▶ [Extracted text]:
[Start of Attachment]
3 Advantages Of Ceramic Crowns

When your dentist suggests a dental crown, they will often give you your choice of materials for the crown. The options usually are gold, silver, porcelain, porcelain fused to metal, and ceramic crowns. Sometimes your choice simply boils down to your preference or which tooth is receiving the crown. While gold crowns have been around for more than a century, there are also advantages to choosing ceramic crowns. Here are a few of those advantages to consider.

1. Most Natural Looking

​Ceramic or porcelain dental crowns offer the most natural-looking crowns. Your dentist can use both materials to match your natural teeth in shape, size, and color. The matching ability makes these materials the best choice for visible front teeth. 

Ceramic tooth crowns are very strong. Once your dentist installs them, you will not have to worry about them withstanding the daily rigors your teeth go through biting, chewing, drinking, or speaking.

2. Metal Free

Unlike porcelain crowns which dentists sometimes fuse to metal for durability, ceramic crowns are entirely metal free. Being metal free is a huge advantage, especially if you have any metal allergies or sensitivities.

Ceramic crowns contain no toxic materials such as mercury. While some metal crowns release trace amounts of metal into your bloodstream, this is not something to worry about with ceramic crowns.

Ceramic crowns are biocompatible, which means they are fully compatible with the other living tissues in your mouth. They will not react to or produce toxins when exposed to your natural body fluids or the foods you eat.
[End of Attachment]
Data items
[Start of Attachment]
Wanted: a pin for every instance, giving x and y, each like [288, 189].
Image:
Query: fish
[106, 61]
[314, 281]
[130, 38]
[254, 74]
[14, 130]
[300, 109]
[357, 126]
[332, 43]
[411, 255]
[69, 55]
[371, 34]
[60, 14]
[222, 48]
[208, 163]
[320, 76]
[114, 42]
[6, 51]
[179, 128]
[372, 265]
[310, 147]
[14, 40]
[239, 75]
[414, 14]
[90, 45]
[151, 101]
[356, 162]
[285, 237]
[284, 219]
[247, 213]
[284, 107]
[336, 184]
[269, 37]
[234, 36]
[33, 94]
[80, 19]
[End of Attachment]
▶ [Work instruction 1]:
Answer these questions from the ceramic crowns article:
(a) How long have gold crowns been around?
(b) What makes ceramic or porcelain crowns the best choice for visible front teeth?
(c) What toxic material do ceramic crowns not contain?
▶ [Work instruction 2]:
List every crown material that the ceramic crowns article names as a usual option.

▶ [Problem solution 1]:
(a) More than a century.
(b) Their ability to match your natural teeth in shape, size, and color.
(c) Mercury.

▶ [Problem solution 2]:
- Gold
- Silver
- Porcelain
- Porcelain fused to metal
- Ceramic